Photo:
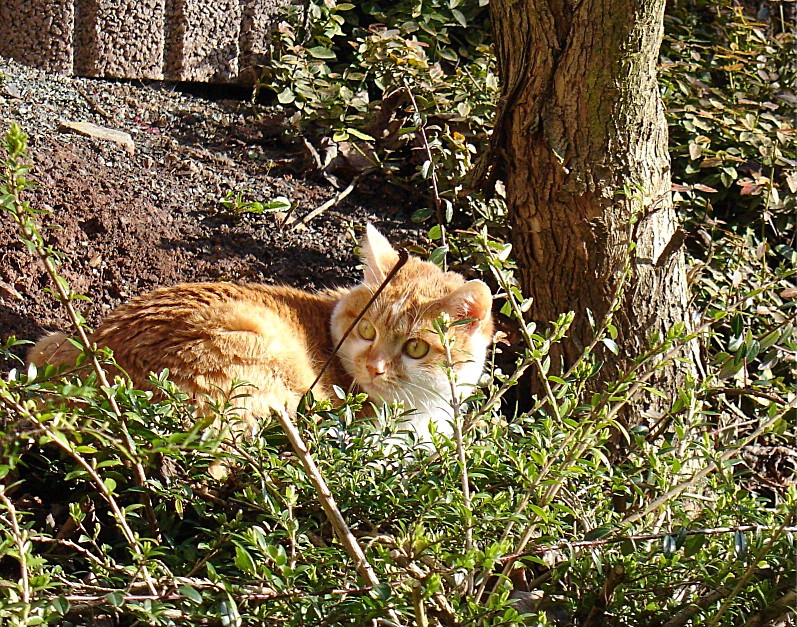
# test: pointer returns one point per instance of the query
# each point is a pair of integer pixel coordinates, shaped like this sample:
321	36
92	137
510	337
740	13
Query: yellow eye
416	348
366	330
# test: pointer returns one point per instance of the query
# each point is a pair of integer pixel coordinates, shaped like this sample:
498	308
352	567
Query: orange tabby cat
277	338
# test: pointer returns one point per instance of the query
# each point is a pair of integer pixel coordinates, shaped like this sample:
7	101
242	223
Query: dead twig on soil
322	208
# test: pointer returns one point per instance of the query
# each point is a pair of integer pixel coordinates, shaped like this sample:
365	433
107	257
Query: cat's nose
375	368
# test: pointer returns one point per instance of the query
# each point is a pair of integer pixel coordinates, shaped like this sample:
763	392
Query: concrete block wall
216	41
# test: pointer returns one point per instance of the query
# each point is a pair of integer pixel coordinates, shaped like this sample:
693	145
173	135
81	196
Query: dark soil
128	223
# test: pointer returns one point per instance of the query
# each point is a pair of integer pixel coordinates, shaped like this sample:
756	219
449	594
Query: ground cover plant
108	510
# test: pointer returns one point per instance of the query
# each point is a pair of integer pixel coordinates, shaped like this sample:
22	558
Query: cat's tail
54	349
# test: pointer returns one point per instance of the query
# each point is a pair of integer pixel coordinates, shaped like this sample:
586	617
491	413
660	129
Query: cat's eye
416	348
366	330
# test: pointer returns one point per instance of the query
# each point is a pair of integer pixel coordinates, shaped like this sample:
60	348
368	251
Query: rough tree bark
580	120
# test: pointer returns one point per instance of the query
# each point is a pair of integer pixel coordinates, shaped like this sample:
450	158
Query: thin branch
713	465
64	445
22	545
339	525
323	207
773	612
456	407
32	236
614	578
435	188
588	544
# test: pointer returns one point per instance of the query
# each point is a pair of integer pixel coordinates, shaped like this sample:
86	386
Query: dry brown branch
773	613
21	541
65	297
693	609
339	525
614	578
438	202
323	207
586	544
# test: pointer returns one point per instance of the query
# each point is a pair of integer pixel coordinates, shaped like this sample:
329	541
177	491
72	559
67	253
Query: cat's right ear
377	255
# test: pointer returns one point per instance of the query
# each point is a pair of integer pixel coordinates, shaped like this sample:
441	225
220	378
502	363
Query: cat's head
393	353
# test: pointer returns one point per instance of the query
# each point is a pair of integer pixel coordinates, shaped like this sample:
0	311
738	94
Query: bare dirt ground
130	222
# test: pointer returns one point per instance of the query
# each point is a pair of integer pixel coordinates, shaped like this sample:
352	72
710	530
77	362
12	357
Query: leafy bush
108	505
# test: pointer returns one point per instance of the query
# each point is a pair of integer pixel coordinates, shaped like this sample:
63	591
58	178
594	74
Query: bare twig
339	525
22	543
588	544
773	612
456	408
614	578
20	215
438	202
329	203
750	571
64	445
704	472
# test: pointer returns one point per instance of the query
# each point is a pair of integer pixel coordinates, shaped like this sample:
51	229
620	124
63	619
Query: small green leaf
611	345
191	594
740	544
116	599
320	52
244	561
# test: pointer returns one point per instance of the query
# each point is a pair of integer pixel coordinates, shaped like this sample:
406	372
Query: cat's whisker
210	335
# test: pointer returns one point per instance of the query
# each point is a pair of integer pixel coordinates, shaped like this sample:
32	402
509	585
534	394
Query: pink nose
376	368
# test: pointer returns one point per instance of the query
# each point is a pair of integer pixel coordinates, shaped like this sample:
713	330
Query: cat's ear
471	301
377	254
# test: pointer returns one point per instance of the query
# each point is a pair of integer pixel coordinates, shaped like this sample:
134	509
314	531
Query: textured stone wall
217	41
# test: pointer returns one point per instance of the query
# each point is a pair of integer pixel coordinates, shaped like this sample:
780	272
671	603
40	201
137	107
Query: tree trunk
580	121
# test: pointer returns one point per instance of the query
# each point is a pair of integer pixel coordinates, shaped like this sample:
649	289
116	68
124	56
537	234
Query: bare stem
21	540
438	202
327	501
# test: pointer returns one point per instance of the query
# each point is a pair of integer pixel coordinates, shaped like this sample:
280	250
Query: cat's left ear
473	300
377	254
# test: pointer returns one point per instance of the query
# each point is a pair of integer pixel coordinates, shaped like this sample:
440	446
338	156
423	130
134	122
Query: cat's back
209	335
215	321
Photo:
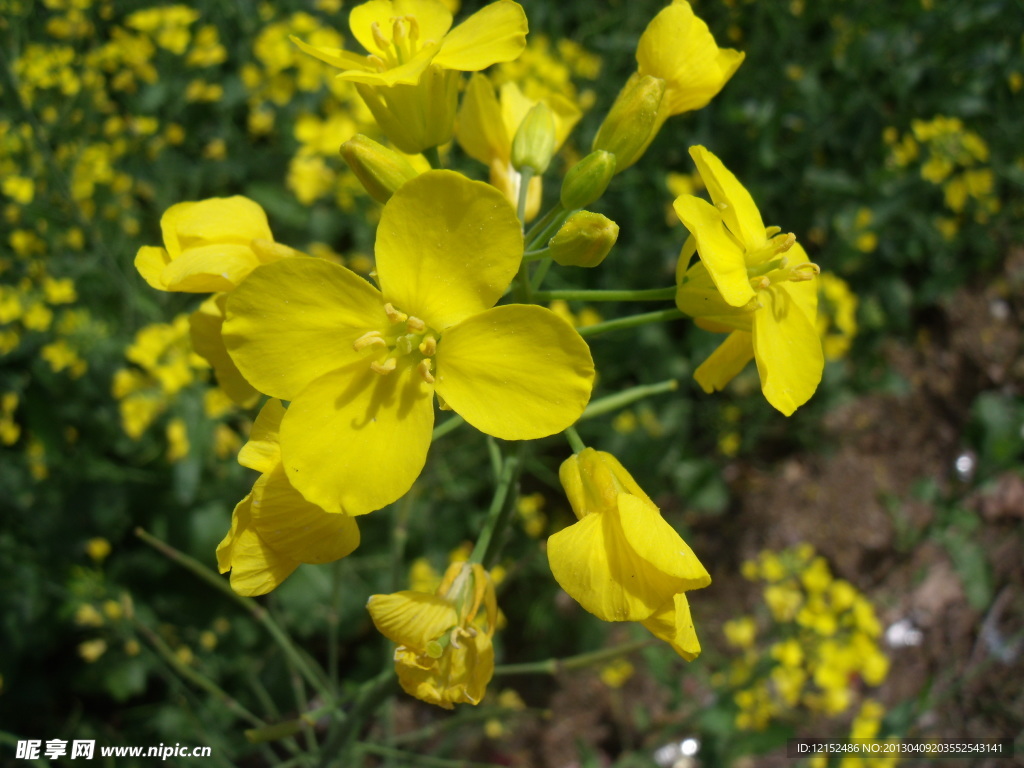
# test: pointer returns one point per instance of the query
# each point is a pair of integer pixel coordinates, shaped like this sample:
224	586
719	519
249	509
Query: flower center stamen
409	340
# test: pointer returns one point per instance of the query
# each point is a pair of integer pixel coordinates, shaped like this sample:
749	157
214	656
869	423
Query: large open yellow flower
360	365
753	283
273	528
410	78
621	560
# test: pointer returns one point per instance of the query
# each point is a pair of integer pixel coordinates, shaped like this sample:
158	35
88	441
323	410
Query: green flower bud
588	179
535	141
380	170
632	122
584	240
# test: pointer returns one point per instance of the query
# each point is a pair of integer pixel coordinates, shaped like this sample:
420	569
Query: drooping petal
354	440
255	567
339	57
787	349
412	619
725	363
296	528
209	268
737	208
235	220
719	251
150	261
697	296
673	624
262	450
295	320
432	18
496	33
515	372
657	543
446	248
206	326
678	47
593	562
479	129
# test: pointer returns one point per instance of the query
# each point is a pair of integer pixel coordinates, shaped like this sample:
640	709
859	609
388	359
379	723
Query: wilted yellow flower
444	654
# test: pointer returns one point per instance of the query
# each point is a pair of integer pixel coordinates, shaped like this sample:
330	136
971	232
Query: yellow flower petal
412	619
354	440
262	451
255	567
150	261
515	372
233	220
446	248
697	296
294	527
496	33
209	268
725	363
480	130
206	326
432	18
719	251
737	208
678	47
787	349
295	320
673	624
594	563
657	543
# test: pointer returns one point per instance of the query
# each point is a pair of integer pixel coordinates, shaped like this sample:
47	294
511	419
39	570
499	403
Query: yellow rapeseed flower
356	432
753	283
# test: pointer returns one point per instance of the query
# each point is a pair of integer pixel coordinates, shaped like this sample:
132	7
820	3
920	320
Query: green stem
662	315
255	609
653	294
554	666
195	677
411	758
449	425
500	512
523	289
627	397
574	440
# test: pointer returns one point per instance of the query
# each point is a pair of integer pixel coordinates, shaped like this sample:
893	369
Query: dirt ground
857	505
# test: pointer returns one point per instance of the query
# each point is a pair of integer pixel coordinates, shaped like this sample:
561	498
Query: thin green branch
633	321
255	609
627	397
555	666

***

Give back the listing word for word, minus its images.

Photo:
# test: pointer returns one point per instance of the query
# each point is a pair of integer pixel coordinates, shaped like this sample:
321	36
92	137
510	337
740	13
Query: yellow eye
416	348
366	330
# test: pointer returns one point per instance of the query
# each point is a pair of integer pixel coordinates, shaped like this sample:
498	308
352	567
Query: orange tabby cat
277	338
# test: pointer returns one point per instance of the query
# each point is a pair of integer pixel coordinates, shaped like this sample:
7	101
242	223
Query: dead twig on soil
322	208
# test: pointer returns one point per instance of the query
# each point is a pair of integer pixel coordinates, shaped like this sample:
365	433
107	257
Query: cat's nose
375	368
# test: pointer returns one point per instance of the query
# each point is a pair of integer pixel coordinates, shaped like this sample:
763	392
Query: concrete block wall
216	41
# test: pointer returns one point per instance of the query
# each point is a pair of integer pixel coordinates, shaped like this sample:
693	145
173	135
81	196
Query: dark soil
128	223
# test: pointer returns one point per instance of the query
# each point is a pair of integer pixel coordinates, shaped like this sample:
756	219
449	594
Query: ground cover plant
108	510
# test: pointer returns one point per instance of the query
# each point is a pair of integer pixel coordinates, shaped like this sample:
22	558
Query: cat's tail
54	349
# test: pointer returns one point per instance of the query
# each point is a pair of integer pixel coordinates, shaped like this sample:
586	617
491	413
660	129
Query: cat's eye
416	348
366	330
# test: pointer returns one point per instance of the query
# each point is a pair of integer pixel coordinates, shaped like this sample:
60	348
368	251
Query: rough tree bark
580	120
# test: pointer returns one point per instance of the query
# each point is a pair of integer pixel coordinates, shaped like this sample:
450	158
Query: thin branch
713	465
64	445
22	545
339	525
323	207
773	612
456	407
32	236
614	578
435	188
588	544
# test: pointer returns one point per instance of the query
# each point is a pair of integer pixel coordinates, shaped like this sample:
86	386
Query: dry brown branch
773	613
21	541
65	297
693	609
339	525
614	578
438	202
323	207
586	544
# test: pointer returns one point per instance of the query
# each point is a pair of integer pixel coordinates, shaped like this sample:
329	541
177	491
72	559
67	253
Query: cat's right ear
377	255
# test: pointer returns one point per instance of the query
# each point is a pair of integer pixel coordinates, shaped like this sample:
441	225
220	378
502	363
Query: cat's head
393	353
# test: pointer returns one point per instance of the query
# each point is a pair of integer pixel coordinates, shaped like this sample:
0	311
738	94
Query: bare dirt ground
130	222
# test: pointer returns one point per instance of the query
# each point is a pair of integer pixel coordinates, shaped like this sample:
352	72
710	530
77	362
12	357
Query: leafy bush
108	505
# test: pointer returns one point per instance of the query
# each point is a pair of integer pixel coordinates, shaped like this sample:
63	591
58	178
594	74
Query: bare twig
339	525
22	543
588	544
773	612
456	408
614	578
20	215
438	202
329	203
750	571
64	445
704	472
# test: pointer returns one point per instance of the query
# each point is a pair of integer pixel coordinates, shaped like this sample:
51	229
620	124
63	619
Query: small green leaf
611	345
191	594
740	544
116	599
320	52
244	561
# test: pointer returns one point per instance of the query
# each point is a pair of integer pixel coordinates, shaped like this sample:
406	372
Query: cat's whisker
210	335
# test: pointer returns one point per instance of the query
# each point is a pair of integer pixel coordinates, shaped like this sample:
32	402
509	585
534	394
Query: pink nose
376	368
# test: pointer returns one point per instance of the query
# each point is a pair of integer pixel coordinates, shaped like this sample:
713	330
Query: cat's ear
471	301
377	254
# test: pointer returns one point per instance of the query
# each point is a pair of integer pixel coordinates, shaped like this sample:
134	509
314	531
Query: textured stone wall
217	41
# test: pointer returns one point per instance of the query
# each point is a pair of integer pixel coordinates, shaped like this sample:
780	272
671	603
40	201
137	107
Query: tree trunk
580	121
# test: pointer returns one point per instance of the query
# each point is a pair of integer pixel coordinates, shaped like this sample:
649	289
116	68
124	56
537	234
Query: bare stem
21	540
438	202
327	501
# test: pointer returns one point per instance of the query
# each point is a pair of integer pixel coordinates, shaped like this sample:
280	250
Query: cat's left ear
473	300
377	254
# test: pointer returns one point per instance of the query
# each point is a pair of integer pixel coordinates, shaped like this sample:
440	446
338	156
423	130
134	122
Query: cat's back
209	335
215	321
Photo:
# test: pointer returns one point per instance of the query
# each point is a pair of integer pixel coordinates, shaped like this sample:
224	586
719	519
249	509
Query: flower center stamen
409	340
# test: pointer returns one point per instance of the query
# each point is a pair of integer pixel coordinates, shaped like this sample:
749	157
214	656
869	423
Query: large open yellow flower
360	365
753	283
273	528
410	78
621	560
# test: pointer returns one point per instance of the query
# each point is a pair of integer pixel coordinates, shaped like this sample:
158	35
88	441
323	410
Query: green flower bud
588	179
535	141
380	170
632	122
584	240
# test: pointer returns one point per instance of the query
# each point is a pair of integer pixel coordinates, shaped like this sample:
420	569
Query: drooping petal
354	440
255	567
339	57
787	349
412	619
725	363
296	528
209	268
737	208
235	220
719	251
150	261
697	296
673	624
262	450
295	320
432	18
496	33
515	372
657	543
446	248
206	326
678	47
593	562
479	129
# test: pointer returns one point per instance of the query
# each point is a pair of integer pixel coordinates, shaped like this sample:
640	709
859	609
388	359
379	723
Query: wilted yellow flower
444	654
# test: pointer returns one point per instance of the query
# each point is a pair of integer pixel coordinates, shaped like this sample:
330	136
971	232
Query: yellow flower petal
412	619
354	440
262	451
255	567
150	261
515	372
233	220
446	248
697	296
294	527
496	33
209	268
725	363
480	130
206	326
432	18
719	251
737	208
678	47
787	349
295	320
673	624
594	563
657	543
# test: pointer returns one point per instance of the query
# each point is a pair of integer pixel coordinates, shaped like this sample:
47	294
511	419
39	570
499	403
Query: yellow rapeseed flower
356	432
753	283
# test: pointer returns one point per instance of the query
# each point is a pair of integer pixel coordinates, shaped like this sample:
132	7
820	3
920	320
Query: green stem
662	315
255	609
653	294
554	666
195	677
411	758
449	425
500	512
523	289
627	397
574	440
# test: pointer returns one point per instance of the query
# each point is a pair of integer pixel coordinates, shaped like this sample:
893	369
Query: dirt ground
857	505
# test: pointer returns one point per instance of the query
# each point is a pair of integer pixel coordinates, shaped like this sample:
561	498
Query: thin green branch
633	321
255	609
627	397
555	666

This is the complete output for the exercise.